INPUT FOR THIS TASK:
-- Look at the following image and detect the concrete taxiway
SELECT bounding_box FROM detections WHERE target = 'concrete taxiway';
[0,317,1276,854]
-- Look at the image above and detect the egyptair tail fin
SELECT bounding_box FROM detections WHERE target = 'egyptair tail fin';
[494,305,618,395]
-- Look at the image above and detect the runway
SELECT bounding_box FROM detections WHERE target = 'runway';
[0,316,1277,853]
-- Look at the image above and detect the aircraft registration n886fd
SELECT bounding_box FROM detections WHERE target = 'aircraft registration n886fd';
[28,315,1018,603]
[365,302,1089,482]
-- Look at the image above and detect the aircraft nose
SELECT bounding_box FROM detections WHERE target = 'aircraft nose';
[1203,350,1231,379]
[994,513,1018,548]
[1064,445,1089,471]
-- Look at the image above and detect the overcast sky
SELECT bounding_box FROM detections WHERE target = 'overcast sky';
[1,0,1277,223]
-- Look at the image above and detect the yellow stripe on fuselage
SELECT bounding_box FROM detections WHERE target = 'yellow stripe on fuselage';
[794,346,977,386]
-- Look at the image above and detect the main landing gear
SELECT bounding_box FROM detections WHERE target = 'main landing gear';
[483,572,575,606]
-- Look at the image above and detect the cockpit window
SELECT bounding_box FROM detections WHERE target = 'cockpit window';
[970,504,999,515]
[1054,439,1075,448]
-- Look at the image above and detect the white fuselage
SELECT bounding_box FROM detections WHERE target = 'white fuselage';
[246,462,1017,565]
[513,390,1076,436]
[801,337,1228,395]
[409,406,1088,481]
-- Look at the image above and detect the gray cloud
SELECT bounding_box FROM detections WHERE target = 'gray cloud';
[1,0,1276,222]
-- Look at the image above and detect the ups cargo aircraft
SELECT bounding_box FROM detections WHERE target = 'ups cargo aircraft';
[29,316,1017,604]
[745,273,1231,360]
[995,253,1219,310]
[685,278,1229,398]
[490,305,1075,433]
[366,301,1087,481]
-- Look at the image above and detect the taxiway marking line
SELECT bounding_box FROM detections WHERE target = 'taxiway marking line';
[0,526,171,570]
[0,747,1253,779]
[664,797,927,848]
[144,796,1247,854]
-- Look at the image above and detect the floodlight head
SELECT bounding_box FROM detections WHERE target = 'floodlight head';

WORK ORDER: Gather up, from the records above, each line where the word "floodlight" appears.

TASK RESPONSE:
-- Look at the image above and detect the floodlight head
SELECT bounding_box FROM detections WHERE target = 'floodlight head';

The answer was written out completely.